>> start Supplied material

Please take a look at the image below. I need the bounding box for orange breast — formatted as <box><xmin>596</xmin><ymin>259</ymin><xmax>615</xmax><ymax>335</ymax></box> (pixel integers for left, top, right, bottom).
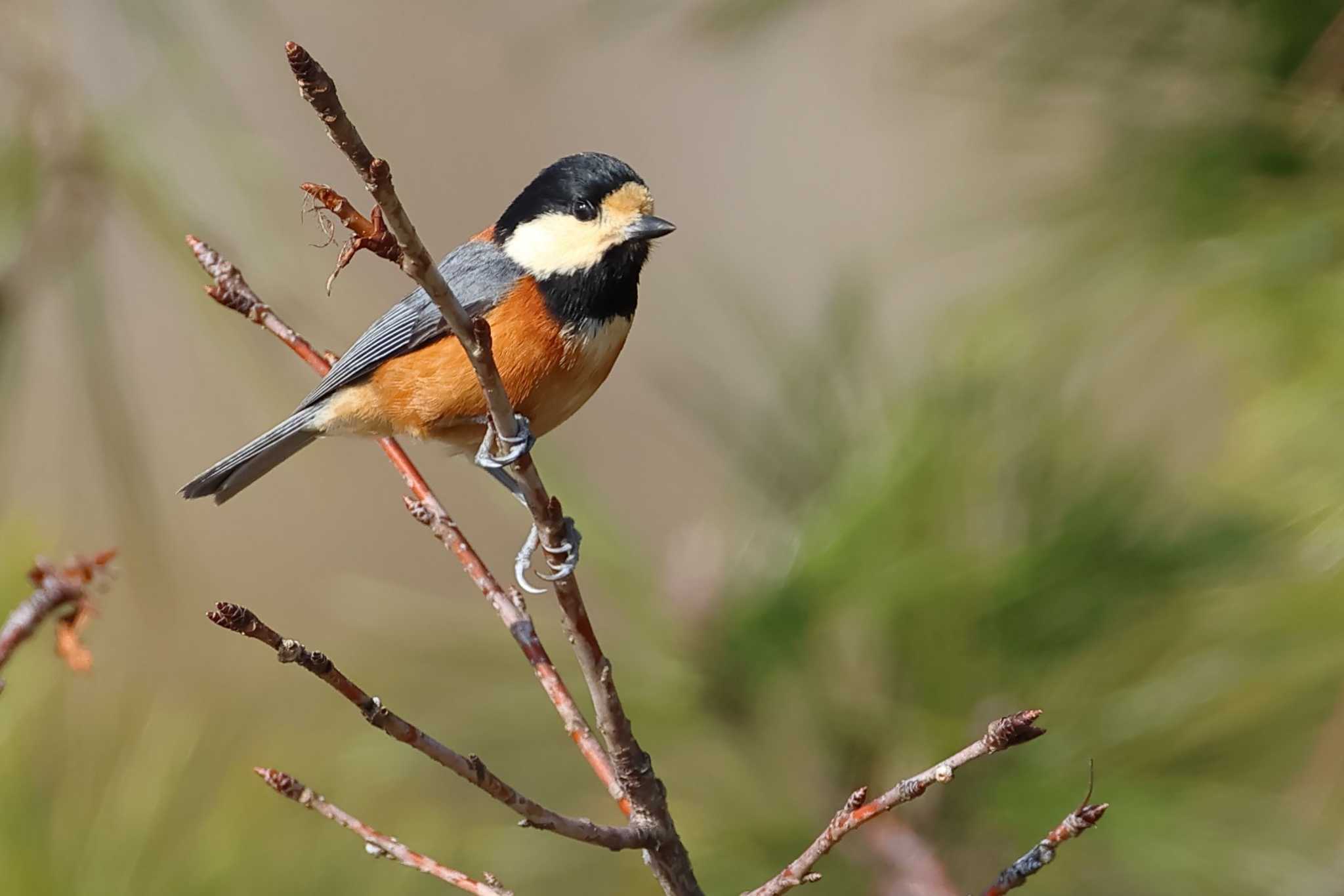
<box><xmin>327</xmin><ymin>279</ymin><xmax>629</xmax><ymax>450</ymax></box>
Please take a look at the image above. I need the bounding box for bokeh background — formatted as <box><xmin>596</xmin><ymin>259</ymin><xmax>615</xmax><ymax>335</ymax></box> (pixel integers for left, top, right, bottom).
<box><xmin>0</xmin><ymin>0</ymin><xmax>1344</xmax><ymax>896</ymax></box>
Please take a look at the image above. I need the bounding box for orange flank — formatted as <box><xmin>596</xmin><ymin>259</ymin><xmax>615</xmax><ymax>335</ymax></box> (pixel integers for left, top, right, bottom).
<box><xmin>326</xmin><ymin>278</ymin><xmax>629</xmax><ymax>451</ymax></box>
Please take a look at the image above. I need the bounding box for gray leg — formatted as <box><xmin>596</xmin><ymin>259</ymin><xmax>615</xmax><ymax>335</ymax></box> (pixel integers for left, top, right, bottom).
<box><xmin>481</xmin><ymin>459</ymin><xmax>582</xmax><ymax>594</ymax></box>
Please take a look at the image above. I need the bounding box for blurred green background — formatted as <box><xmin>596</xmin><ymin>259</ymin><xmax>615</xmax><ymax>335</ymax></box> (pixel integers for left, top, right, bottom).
<box><xmin>0</xmin><ymin>0</ymin><xmax>1344</xmax><ymax>896</ymax></box>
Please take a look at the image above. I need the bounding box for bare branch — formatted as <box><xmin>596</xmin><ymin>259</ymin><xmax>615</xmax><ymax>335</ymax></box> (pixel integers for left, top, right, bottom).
<box><xmin>187</xmin><ymin>236</ymin><xmax>631</xmax><ymax>815</ymax></box>
<box><xmin>253</xmin><ymin>767</ymin><xmax>513</xmax><ymax>896</ymax></box>
<box><xmin>285</xmin><ymin>41</ymin><xmax>517</xmax><ymax>445</ymax></box>
<box><xmin>406</xmin><ymin>501</ymin><xmax>631</xmax><ymax>815</ymax></box>
<box><xmin>985</xmin><ymin>790</ymin><xmax>1110</xmax><ymax>896</ymax></box>
<box><xmin>0</xmin><ymin>548</ymin><xmax>117</xmax><ymax>691</ymax></box>
<box><xmin>300</xmin><ymin>184</ymin><xmax>402</xmax><ymax>296</ymax></box>
<box><xmin>205</xmin><ymin>603</ymin><xmax>648</xmax><ymax>850</ymax></box>
<box><xmin>285</xmin><ymin>41</ymin><xmax>702</xmax><ymax>896</ymax></box>
<box><xmin>744</xmin><ymin>709</ymin><xmax>1045</xmax><ymax>896</ymax></box>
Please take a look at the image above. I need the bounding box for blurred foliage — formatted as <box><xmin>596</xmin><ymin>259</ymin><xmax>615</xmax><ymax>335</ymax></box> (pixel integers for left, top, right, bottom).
<box><xmin>703</xmin><ymin>1</ymin><xmax>1344</xmax><ymax>893</ymax></box>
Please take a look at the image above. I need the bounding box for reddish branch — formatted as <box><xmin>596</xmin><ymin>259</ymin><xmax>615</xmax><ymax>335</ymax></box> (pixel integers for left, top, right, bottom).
<box><xmin>187</xmin><ymin>236</ymin><xmax>631</xmax><ymax>814</ymax></box>
<box><xmin>0</xmin><ymin>550</ymin><xmax>117</xmax><ymax>689</ymax></box>
<box><xmin>253</xmin><ymin>768</ymin><xmax>513</xmax><ymax>896</ymax></box>
<box><xmin>285</xmin><ymin>43</ymin><xmax>702</xmax><ymax>896</ymax></box>
<box><xmin>985</xmin><ymin>791</ymin><xmax>1110</xmax><ymax>896</ymax></box>
<box><xmin>205</xmin><ymin>603</ymin><xmax>648</xmax><ymax>850</ymax></box>
<box><xmin>744</xmin><ymin>709</ymin><xmax>1045</xmax><ymax>896</ymax></box>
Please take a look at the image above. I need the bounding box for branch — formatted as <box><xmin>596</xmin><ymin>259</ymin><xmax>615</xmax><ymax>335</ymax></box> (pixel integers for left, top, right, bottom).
<box><xmin>742</xmin><ymin>709</ymin><xmax>1045</xmax><ymax>896</ymax></box>
<box><xmin>285</xmin><ymin>41</ymin><xmax>702</xmax><ymax>896</ymax></box>
<box><xmin>0</xmin><ymin>548</ymin><xmax>117</xmax><ymax>691</ymax></box>
<box><xmin>253</xmin><ymin>768</ymin><xmax>513</xmax><ymax>896</ymax></box>
<box><xmin>205</xmin><ymin>603</ymin><xmax>648</xmax><ymax>850</ymax></box>
<box><xmin>985</xmin><ymin>788</ymin><xmax>1110</xmax><ymax>896</ymax></box>
<box><xmin>300</xmin><ymin>183</ymin><xmax>402</xmax><ymax>296</ymax></box>
<box><xmin>187</xmin><ymin>236</ymin><xmax>631</xmax><ymax>814</ymax></box>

>> end Supplied material

The problem —
Could you change "bounding box" to "enclosing rectangle" throughout the rows above, leaving every other word as it is and omitting the pictures?

Response —
Please take a look at the image below. I need the enclosing rectangle for orange breast — formatted as <box><xmin>596</xmin><ymin>259</ymin><xmax>615</xmax><ymax>335</ymax></box> (pixel integers for left, top, right, bottom).
<box><xmin>327</xmin><ymin>279</ymin><xmax>629</xmax><ymax>450</ymax></box>
Please take a look at the image above. I need the enclosing rectangle for bokeh background — formatted as <box><xmin>596</xmin><ymin>259</ymin><xmax>615</xmax><ymax>335</ymax></box> (pixel integers for left, top, right, bottom).
<box><xmin>0</xmin><ymin>0</ymin><xmax>1344</xmax><ymax>896</ymax></box>
Please take a look at the image above. I need the enclosing rectangle for orange flank — formatted as <box><xmin>596</xmin><ymin>259</ymin><xmax>615</xmax><ymax>335</ymax></box> (pixel integers for left, top, right, bottom).
<box><xmin>326</xmin><ymin>278</ymin><xmax>629</xmax><ymax>451</ymax></box>
Please take a look at the image above. I need the enclosing rectangle for gray leg — formatted as <box><xmin>596</xmin><ymin>259</ymin><xmax>615</xmax><ymax>335</ymax></box> (pixel integers for left, top, right, bottom).
<box><xmin>481</xmin><ymin>459</ymin><xmax>582</xmax><ymax>594</ymax></box>
Please take a look at the image above. I need the enclosing rectangle for blurred green background — formatted as <box><xmin>596</xmin><ymin>259</ymin><xmax>615</xmax><ymax>335</ymax></box> (pixel integers for left, top, right, bottom).
<box><xmin>0</xmin><ymin>0</ymin><xmax>1344</xmax><ymax>896</ymax></box>
Please take a look at the image above. I need the enclosing rectangle for bare branch — formatted as <box><xmin>596</xmin><ymin>259</ymin><xmax>615</xmax><ymax>335</ymax></box> (pixel integers for left, top, right, bottom).
<box><xmin>187</xmin><ymin>236</ymin><xmax>631</xmax><ymax>815</ymax></box>
<box><xmin>253</xmin><ymin>767</ymin><xmax>513</xmax><ymax>896</ymax></box>
<box><xmin>285</xmin><ymin>41</ymin><xmax>517</xmax><ymax>445</ymax></box>
<box><xmin>406</xmin><ymin>501</ymin><xmax>631</xmax><ymax>815</ymax></box>
<box><xmin>985</xmin><ymin>790</ymin><xmax>1110</xmax><ymax>896</ymax></box>
<box><xmin>0</xmin><ymin>548</ymin><xmax>117</xmax><ymax>691</ymax></box>
<box><xmin>300</xmin><ymin>184</ymin><xmax>402</xmax><ymax>296</ymax></box>
<box><xmin>205</xmin><ymin>603</ymin><xmax>648</xmax><ymax>850</ymax></box>
<box><xmin>285</xmin><ymin>41</ymin><xmax>702</xmax><ymax>896</ymax></box>
<box><xmin>744</xmin><ymin>709</ymin><xmax>1045</xmax><ymax>896</ymax></box>
Please take a look at the image above. I need the enclosing rectangle for blurred foliage — formatted as <box><xmin>596</xmin><ymin>259</ymin><xmax>615</xmax><ymax>335</ymax></box> (pixel integers for left, top, right, bottom).
<box><xmin>703</xmin><ymin>1</ymin><xmax>1344</xmax><ymax>893</ymax></box>
Please take a look at the image above. I need the enclosing rectangle for reddish branch — formatted as <box><xmin>596</xmin><ymin>259</ymin><xmax>615</xmax><ymax>335</ymax></box> (pixel integers for left, top, right, bottom).
<box><xmin>187</xmin><ymin>236</ymin><xmax>631</xmax><ymax>814</ymax></box>
<box><xmin>0</xmin><ymin>550</ymin><xmax>117</xmax><ymax>689</ymax></box>
<box><xmin>253</xmin><ymin>768</ymin><xmax>513</xmax><ymax>896</ymax></box>
<box><xmin>285</xmin><ymin>43</ymin><xmax>702</xmax><ymax>896</ymax></box>
<box><xmin>985</xmin><ymin>791</ymin><xmax>1110</xmax><ymax>896</ymax></box>
<box><xmin>205</xmin><ymin>603</ymin><xmax>648</xmax><ymax>850</ymax></box>
<box><xmin>744</xmin><ymin>709</ymin><xmax>1045</xmax><ymax>896</ymax></box>
Please take a look at the image above. I need the enclosing rectangle for branch — formatted as <box><xmin>596</xmin><ymin>259</ymin><xmax>615</xmax><ymax>335</ymax></box> (pixel integers for left, top, right, bottom).
<box><xmin>742</xmin><ymin>709</ymin><xmax>1045</xmax><ymax>896</ymax></box>
<box><xmin>285</xmin><ymin>41</ymin><xmax>702</xmax><ymax>896</ymax></box>
<box><xmin>0</xmin><ymin>548</ymin><xmax>117</xmax><ymax>691</ymax></box>
<box><xmin>253</xmin><ymin>768</ymin><xmax>513</xmax><ymax>896</ymax></box>
<box><xmin>205</xmin><ymin>603</ymin><xmax>648</xmax><ymax>850</ymax></box>
<box><xmin>985</xmin><ymin>788</ymin><xmax>1110</xmax><ymax>896</ymax></box>
<box><xmin>300</xmin><ymin>183</ymin><xmax>402</xmax><ymax>296</ymax></box>
<box><xmin>187</xmin><ymin>236</ymin><xmax>631</xmax><ymax>814</ymax></box>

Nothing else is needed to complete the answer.